## GIVEN PROBLEM
How many lines in the rows below contain the string "cross"? Tally them and reply with the number alone.

## RECORD EXTRACTS

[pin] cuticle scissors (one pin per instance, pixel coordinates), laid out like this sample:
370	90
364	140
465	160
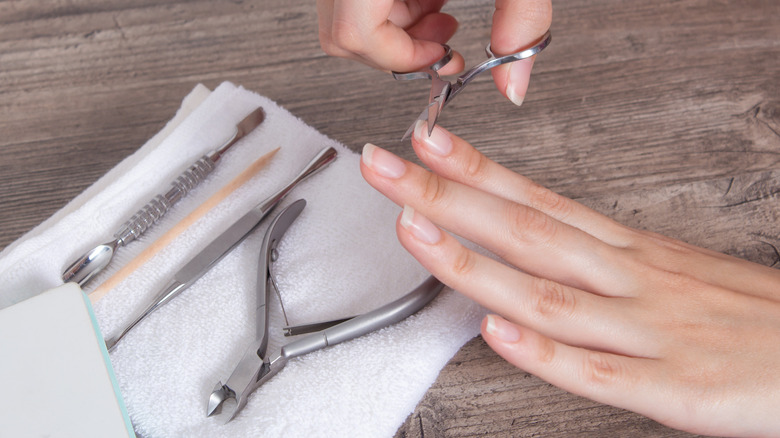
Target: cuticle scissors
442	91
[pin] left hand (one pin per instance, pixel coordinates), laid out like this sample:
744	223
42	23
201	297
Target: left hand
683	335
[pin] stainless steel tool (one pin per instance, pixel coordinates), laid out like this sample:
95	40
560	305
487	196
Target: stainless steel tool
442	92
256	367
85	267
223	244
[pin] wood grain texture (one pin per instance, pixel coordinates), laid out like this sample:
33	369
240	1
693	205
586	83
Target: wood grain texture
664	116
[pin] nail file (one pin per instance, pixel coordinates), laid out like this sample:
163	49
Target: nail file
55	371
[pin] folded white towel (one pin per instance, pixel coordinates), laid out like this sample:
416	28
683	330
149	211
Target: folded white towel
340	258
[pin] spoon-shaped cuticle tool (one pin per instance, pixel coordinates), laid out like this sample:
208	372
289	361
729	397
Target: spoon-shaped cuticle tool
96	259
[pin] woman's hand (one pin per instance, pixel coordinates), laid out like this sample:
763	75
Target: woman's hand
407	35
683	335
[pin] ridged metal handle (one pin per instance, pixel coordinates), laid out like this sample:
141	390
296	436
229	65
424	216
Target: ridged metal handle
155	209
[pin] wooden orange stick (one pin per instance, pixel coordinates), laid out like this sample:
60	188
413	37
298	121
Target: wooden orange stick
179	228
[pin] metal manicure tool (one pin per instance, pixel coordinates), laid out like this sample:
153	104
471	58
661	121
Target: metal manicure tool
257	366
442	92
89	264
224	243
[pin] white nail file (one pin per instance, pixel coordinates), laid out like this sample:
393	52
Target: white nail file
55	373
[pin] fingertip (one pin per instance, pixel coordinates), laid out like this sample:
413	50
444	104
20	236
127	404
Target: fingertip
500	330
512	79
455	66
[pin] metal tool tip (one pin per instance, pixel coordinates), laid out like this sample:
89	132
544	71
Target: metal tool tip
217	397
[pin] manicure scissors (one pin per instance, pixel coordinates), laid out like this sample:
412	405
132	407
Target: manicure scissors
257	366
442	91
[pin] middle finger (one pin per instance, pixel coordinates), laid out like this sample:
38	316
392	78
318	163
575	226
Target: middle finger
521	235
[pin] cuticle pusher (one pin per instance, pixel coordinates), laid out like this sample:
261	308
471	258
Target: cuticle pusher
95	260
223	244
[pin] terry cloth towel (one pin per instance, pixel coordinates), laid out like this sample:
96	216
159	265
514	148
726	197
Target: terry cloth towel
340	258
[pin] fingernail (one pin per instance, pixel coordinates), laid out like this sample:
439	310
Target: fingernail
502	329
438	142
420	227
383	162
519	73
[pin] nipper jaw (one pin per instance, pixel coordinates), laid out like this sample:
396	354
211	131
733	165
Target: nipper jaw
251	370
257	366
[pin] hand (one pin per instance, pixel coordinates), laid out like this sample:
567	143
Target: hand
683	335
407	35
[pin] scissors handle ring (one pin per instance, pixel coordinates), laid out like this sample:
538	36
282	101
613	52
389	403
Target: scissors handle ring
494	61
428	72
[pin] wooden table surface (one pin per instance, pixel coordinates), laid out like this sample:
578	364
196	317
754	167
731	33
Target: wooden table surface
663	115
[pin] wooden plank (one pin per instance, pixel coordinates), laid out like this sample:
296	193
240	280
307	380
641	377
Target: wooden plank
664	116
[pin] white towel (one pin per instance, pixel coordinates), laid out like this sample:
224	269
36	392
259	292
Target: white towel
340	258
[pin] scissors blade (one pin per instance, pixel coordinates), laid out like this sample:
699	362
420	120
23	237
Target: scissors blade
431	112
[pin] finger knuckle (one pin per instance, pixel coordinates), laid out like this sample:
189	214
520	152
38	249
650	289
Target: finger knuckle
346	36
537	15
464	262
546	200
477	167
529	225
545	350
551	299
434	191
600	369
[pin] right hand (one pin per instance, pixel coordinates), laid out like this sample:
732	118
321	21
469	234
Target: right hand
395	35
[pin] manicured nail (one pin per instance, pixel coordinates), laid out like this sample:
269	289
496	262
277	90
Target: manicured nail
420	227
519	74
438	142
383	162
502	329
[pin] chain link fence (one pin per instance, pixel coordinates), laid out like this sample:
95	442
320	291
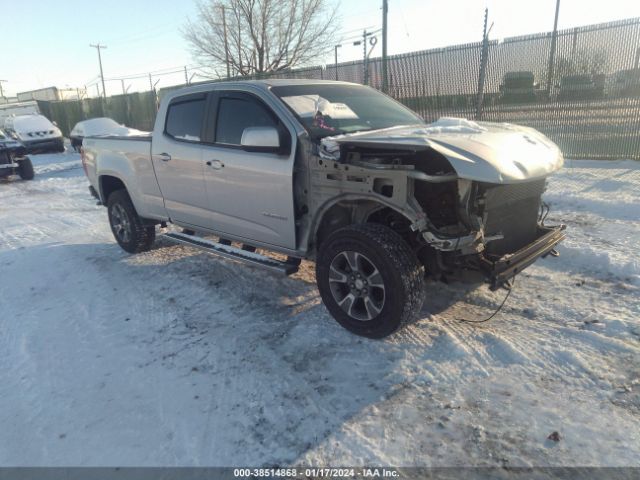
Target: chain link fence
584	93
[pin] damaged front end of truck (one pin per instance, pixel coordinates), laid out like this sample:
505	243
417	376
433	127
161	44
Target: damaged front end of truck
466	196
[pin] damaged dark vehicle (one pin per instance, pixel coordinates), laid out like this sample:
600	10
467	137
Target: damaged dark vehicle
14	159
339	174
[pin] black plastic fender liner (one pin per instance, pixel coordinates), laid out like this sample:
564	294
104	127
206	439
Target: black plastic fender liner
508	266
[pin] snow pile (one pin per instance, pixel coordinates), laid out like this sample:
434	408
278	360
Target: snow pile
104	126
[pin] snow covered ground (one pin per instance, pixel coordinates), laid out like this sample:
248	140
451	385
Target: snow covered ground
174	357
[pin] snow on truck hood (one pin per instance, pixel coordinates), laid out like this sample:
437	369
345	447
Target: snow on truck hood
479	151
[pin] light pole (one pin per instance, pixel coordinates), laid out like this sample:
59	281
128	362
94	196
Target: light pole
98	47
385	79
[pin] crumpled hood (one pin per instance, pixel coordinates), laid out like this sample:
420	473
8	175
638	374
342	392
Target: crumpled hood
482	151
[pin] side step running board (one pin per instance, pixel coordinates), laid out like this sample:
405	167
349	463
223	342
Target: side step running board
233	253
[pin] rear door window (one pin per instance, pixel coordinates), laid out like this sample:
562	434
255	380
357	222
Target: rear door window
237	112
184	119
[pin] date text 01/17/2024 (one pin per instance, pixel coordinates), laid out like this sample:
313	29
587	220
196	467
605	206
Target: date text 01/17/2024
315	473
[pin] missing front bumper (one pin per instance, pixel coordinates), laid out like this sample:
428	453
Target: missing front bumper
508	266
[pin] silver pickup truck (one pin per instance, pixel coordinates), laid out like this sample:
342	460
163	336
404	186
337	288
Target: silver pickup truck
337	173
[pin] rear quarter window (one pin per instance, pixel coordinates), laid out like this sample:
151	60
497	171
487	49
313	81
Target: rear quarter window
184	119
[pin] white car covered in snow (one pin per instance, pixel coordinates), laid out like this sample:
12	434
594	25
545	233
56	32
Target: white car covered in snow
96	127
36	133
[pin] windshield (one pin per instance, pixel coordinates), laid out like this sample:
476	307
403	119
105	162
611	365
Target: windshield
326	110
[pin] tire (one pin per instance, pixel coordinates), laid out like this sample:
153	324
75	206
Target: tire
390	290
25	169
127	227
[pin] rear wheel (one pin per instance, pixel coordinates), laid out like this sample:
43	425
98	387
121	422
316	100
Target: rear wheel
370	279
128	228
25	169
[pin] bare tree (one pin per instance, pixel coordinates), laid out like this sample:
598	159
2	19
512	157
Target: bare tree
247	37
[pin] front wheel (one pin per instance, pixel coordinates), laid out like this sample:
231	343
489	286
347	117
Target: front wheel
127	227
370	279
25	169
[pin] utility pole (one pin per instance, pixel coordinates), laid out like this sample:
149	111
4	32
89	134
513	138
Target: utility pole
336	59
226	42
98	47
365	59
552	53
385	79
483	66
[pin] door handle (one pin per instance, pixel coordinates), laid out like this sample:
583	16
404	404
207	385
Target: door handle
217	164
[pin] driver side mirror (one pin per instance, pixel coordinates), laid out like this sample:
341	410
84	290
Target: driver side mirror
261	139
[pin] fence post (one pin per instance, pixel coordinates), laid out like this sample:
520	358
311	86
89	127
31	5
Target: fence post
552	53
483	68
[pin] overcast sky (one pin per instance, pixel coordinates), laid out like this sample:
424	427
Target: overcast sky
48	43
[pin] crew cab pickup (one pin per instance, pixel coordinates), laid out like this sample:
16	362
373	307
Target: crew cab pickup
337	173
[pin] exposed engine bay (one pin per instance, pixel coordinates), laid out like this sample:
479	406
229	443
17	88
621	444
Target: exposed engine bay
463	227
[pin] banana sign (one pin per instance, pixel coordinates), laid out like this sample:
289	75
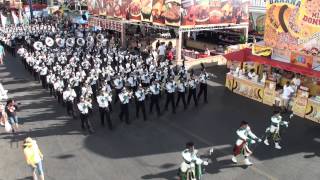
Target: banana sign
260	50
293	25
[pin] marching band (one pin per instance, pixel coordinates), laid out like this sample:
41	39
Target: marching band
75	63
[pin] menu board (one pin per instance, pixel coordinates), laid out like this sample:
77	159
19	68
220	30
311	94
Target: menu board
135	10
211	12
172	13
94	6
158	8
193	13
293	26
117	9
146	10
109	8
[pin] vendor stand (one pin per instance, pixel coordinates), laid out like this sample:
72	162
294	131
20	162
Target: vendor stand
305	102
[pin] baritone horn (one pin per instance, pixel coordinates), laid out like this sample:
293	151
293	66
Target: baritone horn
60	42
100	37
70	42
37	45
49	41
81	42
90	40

* * *

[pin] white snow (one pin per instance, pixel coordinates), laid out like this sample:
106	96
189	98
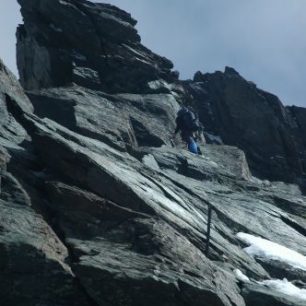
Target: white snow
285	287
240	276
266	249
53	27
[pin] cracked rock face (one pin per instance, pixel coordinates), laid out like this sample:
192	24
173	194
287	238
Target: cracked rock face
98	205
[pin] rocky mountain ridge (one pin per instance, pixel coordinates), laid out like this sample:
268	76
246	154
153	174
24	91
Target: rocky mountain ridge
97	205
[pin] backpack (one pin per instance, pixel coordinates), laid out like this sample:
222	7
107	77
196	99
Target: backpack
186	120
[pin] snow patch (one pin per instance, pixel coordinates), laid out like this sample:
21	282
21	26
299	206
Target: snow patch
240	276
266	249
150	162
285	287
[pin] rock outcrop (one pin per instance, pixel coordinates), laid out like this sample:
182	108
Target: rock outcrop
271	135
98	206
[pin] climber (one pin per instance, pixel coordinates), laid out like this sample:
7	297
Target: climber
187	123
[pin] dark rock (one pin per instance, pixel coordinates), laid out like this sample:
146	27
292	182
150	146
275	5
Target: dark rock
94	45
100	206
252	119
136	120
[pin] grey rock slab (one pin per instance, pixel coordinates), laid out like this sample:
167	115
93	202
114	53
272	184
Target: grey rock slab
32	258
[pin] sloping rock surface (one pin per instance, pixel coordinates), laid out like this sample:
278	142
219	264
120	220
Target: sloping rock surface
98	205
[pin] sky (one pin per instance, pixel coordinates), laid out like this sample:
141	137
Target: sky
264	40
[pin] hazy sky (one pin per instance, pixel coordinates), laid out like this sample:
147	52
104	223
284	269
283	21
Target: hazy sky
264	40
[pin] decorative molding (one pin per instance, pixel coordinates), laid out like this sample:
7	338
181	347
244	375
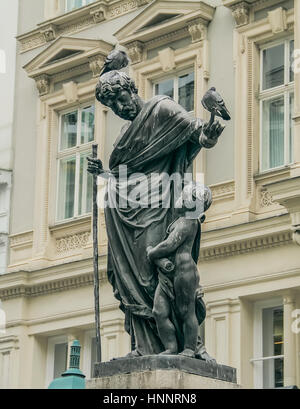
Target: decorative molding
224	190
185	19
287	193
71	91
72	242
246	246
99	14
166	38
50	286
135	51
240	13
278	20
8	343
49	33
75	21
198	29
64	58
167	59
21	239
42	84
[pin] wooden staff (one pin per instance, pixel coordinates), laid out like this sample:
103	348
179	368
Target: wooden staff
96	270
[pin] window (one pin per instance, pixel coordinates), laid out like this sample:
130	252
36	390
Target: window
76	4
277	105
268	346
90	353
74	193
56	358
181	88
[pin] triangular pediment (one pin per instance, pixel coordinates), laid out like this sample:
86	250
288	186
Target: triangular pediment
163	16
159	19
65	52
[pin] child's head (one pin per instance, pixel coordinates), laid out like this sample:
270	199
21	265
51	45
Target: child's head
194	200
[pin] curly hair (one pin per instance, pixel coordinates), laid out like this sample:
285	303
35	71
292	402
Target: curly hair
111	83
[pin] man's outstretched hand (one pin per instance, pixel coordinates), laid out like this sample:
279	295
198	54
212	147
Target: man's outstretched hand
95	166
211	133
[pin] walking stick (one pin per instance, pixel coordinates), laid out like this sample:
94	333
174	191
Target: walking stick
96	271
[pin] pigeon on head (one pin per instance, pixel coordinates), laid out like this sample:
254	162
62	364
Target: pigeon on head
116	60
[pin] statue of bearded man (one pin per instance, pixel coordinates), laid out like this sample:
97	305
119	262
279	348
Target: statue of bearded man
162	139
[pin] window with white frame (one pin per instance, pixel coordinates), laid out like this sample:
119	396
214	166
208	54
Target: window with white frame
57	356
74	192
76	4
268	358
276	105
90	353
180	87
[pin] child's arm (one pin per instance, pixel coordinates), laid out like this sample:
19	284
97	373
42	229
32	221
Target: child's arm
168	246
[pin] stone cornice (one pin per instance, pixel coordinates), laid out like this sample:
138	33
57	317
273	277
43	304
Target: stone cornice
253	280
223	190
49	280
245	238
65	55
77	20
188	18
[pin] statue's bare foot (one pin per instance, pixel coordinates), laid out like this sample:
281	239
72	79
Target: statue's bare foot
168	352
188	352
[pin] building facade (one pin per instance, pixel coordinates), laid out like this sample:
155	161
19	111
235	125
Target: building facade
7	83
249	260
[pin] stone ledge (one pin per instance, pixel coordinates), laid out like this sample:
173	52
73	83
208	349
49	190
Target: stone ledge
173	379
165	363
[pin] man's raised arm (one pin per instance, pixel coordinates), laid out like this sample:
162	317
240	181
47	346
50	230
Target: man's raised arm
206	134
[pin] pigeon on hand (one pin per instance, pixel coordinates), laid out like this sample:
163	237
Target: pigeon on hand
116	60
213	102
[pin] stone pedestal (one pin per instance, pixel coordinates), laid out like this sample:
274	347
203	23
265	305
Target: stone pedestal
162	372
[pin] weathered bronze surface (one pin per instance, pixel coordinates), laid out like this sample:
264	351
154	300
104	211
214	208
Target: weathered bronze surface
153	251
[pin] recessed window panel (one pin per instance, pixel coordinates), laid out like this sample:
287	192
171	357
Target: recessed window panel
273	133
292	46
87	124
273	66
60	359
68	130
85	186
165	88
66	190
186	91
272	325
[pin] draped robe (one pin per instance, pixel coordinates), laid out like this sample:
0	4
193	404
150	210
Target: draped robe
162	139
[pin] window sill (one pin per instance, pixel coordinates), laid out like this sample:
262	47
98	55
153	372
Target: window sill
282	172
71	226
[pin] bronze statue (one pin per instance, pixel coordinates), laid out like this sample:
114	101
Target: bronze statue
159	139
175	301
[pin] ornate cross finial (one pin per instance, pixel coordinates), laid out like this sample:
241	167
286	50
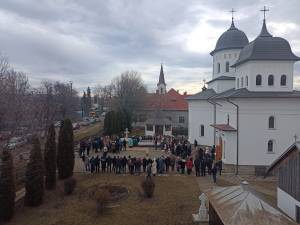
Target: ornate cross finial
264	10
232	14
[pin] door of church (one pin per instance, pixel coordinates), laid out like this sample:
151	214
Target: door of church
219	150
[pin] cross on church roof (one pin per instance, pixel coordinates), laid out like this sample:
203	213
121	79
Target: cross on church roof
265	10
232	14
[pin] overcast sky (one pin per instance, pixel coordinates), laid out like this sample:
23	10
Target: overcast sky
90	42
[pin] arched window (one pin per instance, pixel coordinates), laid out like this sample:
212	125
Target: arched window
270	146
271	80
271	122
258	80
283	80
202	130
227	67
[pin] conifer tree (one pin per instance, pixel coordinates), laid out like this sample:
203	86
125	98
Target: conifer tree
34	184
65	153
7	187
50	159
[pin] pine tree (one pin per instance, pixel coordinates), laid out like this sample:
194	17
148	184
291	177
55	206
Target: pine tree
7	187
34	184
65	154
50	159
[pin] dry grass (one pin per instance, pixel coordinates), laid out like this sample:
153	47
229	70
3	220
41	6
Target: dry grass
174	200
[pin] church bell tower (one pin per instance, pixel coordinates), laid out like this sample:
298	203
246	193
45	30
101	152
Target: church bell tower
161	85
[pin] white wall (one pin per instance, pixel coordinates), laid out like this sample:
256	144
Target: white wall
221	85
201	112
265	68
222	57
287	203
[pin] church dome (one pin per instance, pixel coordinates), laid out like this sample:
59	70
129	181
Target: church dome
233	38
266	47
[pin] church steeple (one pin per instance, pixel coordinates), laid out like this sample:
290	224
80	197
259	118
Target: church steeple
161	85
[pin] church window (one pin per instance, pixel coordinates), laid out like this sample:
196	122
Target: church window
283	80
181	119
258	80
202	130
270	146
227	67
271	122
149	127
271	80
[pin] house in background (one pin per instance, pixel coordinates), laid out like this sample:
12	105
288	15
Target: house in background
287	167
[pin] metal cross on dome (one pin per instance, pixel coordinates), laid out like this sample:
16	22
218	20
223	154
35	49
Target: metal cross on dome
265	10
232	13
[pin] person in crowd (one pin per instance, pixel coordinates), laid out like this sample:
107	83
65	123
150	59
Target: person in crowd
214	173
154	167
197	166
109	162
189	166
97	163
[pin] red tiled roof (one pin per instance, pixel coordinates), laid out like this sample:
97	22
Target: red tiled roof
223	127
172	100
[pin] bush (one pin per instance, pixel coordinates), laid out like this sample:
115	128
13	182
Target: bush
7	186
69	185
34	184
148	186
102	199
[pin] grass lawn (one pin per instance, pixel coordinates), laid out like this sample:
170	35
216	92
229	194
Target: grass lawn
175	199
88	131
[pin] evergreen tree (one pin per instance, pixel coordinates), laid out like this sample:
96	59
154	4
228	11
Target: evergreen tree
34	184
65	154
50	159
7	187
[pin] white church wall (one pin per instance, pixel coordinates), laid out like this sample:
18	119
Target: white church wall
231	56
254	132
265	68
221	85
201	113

--

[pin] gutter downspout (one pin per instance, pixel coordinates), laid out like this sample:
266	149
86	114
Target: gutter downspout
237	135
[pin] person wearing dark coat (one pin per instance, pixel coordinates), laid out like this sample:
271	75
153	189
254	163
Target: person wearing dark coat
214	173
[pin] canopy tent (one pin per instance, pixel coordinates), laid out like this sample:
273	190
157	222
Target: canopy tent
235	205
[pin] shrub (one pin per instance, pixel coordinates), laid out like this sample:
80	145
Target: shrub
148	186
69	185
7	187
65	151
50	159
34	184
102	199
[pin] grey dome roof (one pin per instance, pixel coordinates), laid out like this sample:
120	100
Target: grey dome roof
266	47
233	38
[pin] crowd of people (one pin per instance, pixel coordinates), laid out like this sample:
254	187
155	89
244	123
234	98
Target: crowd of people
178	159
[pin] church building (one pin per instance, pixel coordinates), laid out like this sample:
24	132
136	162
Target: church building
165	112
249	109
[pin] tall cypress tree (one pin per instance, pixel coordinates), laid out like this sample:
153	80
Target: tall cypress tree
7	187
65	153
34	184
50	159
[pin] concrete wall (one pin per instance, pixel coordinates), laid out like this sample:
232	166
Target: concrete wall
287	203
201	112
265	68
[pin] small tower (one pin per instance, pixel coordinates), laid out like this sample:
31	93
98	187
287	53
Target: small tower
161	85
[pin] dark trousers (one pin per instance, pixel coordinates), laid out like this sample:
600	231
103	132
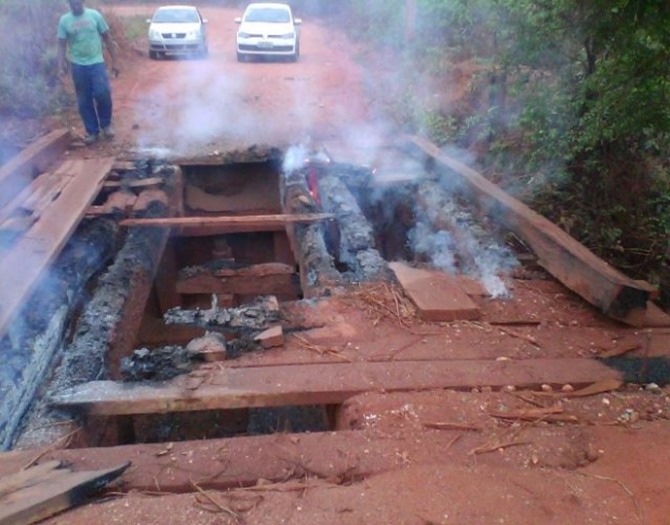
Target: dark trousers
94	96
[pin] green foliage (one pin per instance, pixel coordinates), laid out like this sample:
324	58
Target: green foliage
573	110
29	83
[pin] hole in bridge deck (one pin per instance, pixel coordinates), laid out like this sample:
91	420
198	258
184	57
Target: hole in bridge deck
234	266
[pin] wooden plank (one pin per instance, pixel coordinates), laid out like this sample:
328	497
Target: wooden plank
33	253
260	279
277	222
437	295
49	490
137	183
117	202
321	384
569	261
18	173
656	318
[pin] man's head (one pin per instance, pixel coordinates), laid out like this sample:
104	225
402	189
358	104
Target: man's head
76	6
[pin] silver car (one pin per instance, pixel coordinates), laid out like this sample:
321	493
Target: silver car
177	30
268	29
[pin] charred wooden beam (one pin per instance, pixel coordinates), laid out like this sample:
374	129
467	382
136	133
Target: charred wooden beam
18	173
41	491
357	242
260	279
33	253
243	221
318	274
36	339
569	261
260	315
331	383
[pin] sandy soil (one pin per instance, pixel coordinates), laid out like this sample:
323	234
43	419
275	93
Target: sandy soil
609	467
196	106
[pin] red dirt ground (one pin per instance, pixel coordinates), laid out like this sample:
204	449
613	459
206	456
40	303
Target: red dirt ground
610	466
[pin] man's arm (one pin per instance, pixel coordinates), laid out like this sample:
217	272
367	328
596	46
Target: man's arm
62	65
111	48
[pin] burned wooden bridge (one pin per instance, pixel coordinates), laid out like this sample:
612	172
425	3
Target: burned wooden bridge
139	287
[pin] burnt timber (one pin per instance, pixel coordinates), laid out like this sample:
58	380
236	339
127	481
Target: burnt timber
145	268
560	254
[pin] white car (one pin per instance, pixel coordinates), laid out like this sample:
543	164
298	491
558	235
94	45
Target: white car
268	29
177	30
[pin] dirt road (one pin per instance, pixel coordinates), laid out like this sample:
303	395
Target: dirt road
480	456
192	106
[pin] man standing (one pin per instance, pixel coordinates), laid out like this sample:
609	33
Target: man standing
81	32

## OUTPUT
6